-- Opening Marker --

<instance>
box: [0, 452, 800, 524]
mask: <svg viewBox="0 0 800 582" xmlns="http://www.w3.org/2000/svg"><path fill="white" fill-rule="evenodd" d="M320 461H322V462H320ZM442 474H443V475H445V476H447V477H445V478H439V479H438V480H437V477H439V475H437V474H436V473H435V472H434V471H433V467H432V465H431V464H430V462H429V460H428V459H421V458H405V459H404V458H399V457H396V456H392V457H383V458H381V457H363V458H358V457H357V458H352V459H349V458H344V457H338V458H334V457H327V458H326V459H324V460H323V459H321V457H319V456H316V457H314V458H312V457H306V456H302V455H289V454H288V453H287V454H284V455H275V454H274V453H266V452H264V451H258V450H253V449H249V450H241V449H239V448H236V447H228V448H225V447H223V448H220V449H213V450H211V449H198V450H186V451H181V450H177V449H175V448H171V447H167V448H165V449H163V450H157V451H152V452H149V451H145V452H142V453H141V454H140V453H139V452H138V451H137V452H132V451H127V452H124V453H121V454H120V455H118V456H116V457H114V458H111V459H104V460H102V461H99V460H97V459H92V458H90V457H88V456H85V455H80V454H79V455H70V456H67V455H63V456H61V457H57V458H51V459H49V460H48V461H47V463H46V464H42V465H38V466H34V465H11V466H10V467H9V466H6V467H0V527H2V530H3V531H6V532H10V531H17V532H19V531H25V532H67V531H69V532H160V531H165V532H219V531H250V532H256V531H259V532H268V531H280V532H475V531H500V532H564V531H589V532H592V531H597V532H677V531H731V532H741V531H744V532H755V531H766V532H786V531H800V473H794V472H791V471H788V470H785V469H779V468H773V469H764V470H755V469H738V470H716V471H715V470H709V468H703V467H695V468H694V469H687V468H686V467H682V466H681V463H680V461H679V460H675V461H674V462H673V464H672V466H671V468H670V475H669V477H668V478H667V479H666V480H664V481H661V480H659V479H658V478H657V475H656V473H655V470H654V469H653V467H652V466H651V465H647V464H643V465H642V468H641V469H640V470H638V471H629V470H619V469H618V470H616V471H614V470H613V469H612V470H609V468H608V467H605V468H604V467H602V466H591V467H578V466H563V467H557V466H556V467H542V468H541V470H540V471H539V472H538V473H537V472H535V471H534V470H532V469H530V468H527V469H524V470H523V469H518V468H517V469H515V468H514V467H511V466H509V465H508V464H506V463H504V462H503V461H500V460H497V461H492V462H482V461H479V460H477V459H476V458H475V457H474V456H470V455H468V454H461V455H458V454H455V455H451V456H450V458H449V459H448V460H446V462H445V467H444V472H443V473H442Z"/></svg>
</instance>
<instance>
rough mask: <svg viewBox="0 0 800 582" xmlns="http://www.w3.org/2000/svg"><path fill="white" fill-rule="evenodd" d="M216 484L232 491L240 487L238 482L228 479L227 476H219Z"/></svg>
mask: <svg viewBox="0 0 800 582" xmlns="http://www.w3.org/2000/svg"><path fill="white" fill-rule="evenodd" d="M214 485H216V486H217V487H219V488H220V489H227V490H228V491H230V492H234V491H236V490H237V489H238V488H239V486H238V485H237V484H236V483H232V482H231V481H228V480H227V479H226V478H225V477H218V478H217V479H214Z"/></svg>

-- Closing Marker --

Problem description:
Restate exactly the lines running from the line with "rough mask: <svg" to the end of the entries above, both ends included.

Exercise result:
rough mask: <svg viewBox="0 0 800 582" xmlns="http://www.w3.org/2000/svg"><path fill="white" fill-rule="evenodd" d="M216 484L232 491L240 487L238 482L228 479L227 476H219Z"/></svg>
mask: <svg viewBox="0 0 800 582" xmlns="http://www.w3.org/2000/svg"><path fill="white" fill-rule="evenodd" d="M214 485H216V486H217V487H219V488H220V489H227V490H228V491H230V492H234V491H236V490H237V489H238V488H239V486H238V485H237V484H236V483H232V482H231V481H228V480H227V479H226V478H225V477H218V478H217V479H214Z"/></svg>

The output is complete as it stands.